■ **GOAL**: Which rows below contain the word "forehead"? Gather each such line and copy it out in full.

■ **Pointing records for named objects**:
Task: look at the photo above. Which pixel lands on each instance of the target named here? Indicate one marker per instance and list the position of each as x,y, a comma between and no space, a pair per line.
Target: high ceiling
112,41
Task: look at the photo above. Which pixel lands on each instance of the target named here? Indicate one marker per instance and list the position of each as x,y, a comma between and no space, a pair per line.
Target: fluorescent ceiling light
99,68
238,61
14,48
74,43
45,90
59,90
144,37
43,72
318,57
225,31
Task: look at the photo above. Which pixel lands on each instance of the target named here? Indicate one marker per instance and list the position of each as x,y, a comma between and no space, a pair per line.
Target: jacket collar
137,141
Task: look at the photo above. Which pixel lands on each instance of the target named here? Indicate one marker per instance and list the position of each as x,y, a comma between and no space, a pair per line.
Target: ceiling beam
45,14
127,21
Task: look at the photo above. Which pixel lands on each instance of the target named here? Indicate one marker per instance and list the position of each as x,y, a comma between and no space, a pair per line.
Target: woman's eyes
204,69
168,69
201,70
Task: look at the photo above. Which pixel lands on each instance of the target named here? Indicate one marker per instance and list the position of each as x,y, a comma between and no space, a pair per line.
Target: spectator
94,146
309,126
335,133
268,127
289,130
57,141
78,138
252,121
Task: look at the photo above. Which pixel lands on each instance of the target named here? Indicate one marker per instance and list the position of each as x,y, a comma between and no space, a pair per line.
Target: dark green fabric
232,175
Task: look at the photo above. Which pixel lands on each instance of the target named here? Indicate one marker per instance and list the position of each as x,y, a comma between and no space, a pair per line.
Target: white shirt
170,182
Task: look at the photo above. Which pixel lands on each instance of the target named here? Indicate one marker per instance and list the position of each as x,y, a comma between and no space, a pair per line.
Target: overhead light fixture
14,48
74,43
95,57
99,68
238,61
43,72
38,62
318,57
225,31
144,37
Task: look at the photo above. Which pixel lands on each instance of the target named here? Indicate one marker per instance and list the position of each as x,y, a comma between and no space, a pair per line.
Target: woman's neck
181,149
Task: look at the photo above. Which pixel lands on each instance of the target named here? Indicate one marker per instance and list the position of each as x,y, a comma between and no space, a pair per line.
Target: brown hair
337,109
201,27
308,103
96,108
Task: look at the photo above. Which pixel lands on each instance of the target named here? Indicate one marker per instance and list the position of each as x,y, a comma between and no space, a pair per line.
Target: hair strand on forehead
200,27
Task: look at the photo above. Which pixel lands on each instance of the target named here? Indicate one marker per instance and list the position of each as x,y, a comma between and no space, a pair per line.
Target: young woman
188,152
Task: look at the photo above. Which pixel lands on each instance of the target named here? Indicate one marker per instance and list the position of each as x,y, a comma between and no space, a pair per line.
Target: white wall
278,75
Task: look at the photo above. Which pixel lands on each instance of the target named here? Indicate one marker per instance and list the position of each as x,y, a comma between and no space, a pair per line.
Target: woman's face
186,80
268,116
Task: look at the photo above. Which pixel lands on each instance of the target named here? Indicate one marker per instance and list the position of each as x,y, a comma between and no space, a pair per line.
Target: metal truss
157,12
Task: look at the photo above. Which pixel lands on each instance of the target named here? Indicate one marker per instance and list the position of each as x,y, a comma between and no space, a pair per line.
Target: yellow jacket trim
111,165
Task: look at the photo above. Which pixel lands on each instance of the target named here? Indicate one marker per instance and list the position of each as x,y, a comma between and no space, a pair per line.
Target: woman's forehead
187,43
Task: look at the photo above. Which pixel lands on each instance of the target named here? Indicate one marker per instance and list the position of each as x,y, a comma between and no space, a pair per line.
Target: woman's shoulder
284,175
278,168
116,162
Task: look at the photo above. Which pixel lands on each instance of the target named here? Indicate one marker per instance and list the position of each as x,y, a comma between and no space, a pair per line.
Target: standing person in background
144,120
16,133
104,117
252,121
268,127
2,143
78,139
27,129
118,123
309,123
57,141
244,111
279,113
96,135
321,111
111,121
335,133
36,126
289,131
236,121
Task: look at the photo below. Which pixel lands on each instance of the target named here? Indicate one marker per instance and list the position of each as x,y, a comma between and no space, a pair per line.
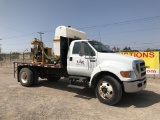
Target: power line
122,23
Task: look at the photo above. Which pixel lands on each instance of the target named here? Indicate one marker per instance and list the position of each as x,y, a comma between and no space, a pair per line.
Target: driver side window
87,50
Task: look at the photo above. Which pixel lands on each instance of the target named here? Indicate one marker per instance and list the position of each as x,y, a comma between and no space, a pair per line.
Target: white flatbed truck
83,61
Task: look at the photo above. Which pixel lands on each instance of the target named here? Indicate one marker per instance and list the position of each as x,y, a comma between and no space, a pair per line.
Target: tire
26,77
109,90
53,79
35,76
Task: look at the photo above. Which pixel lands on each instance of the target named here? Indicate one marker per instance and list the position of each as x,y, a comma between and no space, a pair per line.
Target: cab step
76,86
78,81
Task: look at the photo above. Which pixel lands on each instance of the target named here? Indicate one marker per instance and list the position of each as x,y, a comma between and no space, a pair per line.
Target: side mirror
92,53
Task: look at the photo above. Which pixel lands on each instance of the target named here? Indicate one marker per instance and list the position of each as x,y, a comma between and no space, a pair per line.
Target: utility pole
0,47
40,35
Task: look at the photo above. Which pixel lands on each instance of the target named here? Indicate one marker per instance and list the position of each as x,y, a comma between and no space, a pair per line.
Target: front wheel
109,90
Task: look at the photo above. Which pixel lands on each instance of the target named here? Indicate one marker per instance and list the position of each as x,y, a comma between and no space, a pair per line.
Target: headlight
125,74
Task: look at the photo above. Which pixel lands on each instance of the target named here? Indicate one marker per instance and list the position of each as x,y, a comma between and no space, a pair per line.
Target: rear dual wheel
109,90
28,77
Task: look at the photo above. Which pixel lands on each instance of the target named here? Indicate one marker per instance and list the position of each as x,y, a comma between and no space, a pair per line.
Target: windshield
100,47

■ **CORRECT ANSWER**:
Target: hair strand on forehead
Target: woman's forehead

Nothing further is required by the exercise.